### RECORDS TO PROCESS:
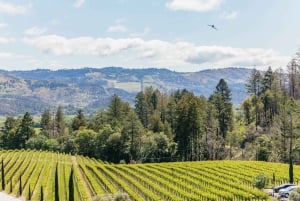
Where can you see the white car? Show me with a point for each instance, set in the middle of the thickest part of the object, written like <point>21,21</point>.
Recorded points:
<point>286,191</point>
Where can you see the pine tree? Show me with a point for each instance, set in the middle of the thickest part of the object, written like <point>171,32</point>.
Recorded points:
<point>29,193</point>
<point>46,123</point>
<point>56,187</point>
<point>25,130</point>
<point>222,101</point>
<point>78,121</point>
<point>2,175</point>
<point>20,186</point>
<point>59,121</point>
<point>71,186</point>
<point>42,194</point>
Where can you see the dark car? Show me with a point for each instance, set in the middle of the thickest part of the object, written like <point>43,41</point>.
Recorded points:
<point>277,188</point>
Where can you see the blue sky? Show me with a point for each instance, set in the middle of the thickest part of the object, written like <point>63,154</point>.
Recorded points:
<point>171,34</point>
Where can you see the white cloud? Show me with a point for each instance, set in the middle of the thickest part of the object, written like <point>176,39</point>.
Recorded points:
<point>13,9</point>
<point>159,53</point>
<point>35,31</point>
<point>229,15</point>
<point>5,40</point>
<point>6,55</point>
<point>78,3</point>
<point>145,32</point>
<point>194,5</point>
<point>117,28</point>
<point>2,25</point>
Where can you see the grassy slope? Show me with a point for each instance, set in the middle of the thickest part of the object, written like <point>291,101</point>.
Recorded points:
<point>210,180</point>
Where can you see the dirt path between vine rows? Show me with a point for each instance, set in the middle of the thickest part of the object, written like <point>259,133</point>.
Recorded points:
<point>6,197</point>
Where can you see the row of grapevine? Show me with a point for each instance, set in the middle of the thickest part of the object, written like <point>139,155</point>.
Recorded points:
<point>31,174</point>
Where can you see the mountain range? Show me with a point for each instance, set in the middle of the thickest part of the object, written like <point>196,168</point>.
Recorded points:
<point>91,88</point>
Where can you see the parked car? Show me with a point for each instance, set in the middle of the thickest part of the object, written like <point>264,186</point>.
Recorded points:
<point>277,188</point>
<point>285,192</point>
==
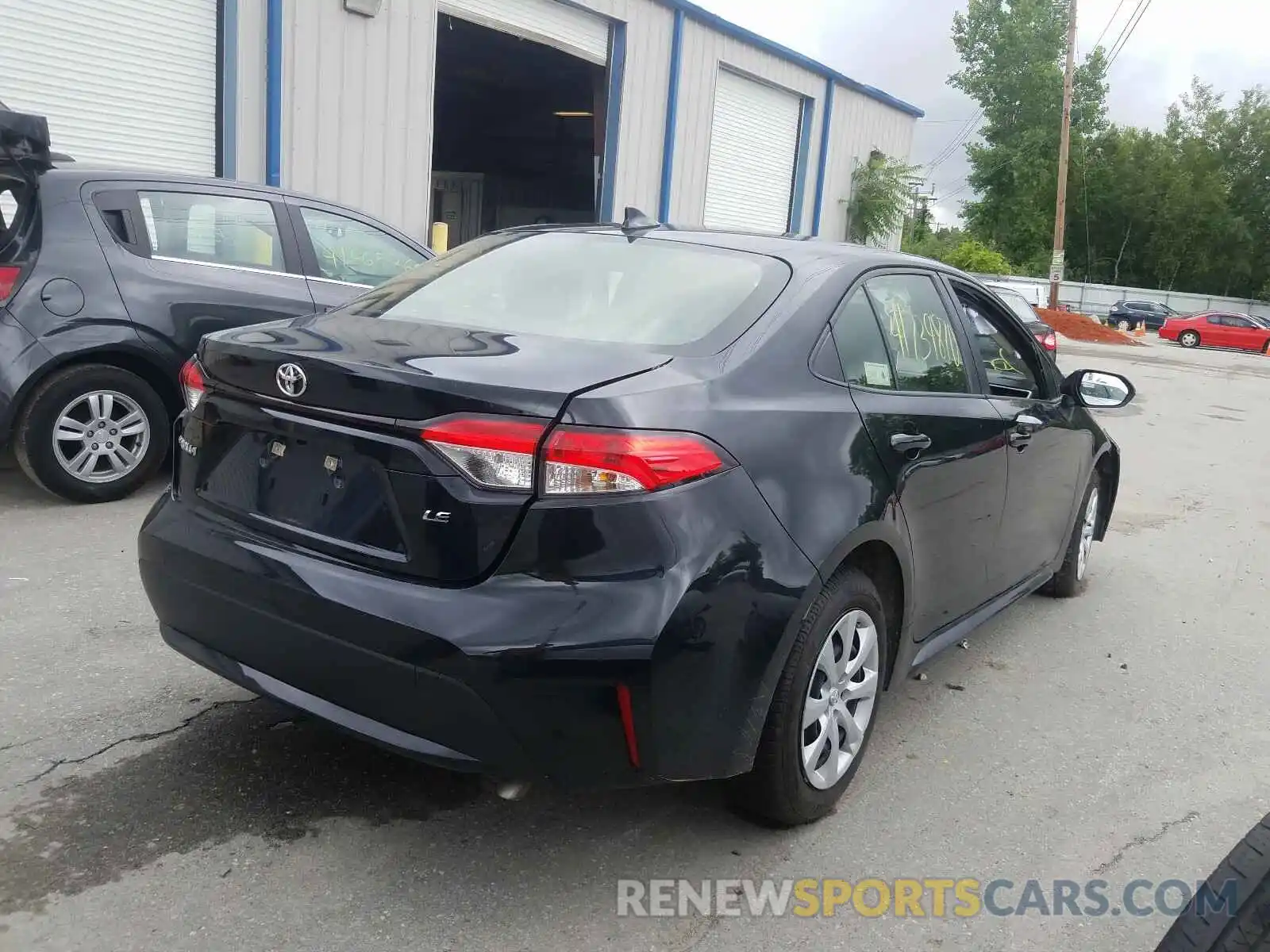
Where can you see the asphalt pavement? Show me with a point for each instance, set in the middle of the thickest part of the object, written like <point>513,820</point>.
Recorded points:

### WHAT IS ASKED:
Copy out everything in the data above, from the line containing "Where can you see the mountain" down to the line containing "<point>91,88</point>", including both of those lines and nothing else.

### ANSWER FOR THIS EXERCISE:
Where can you see the mountain range? Show me with a point for each instance, set in the middle of the thickest part of the object, written like <point>196,168</point>.
Recorded points:
<point>91,88</point>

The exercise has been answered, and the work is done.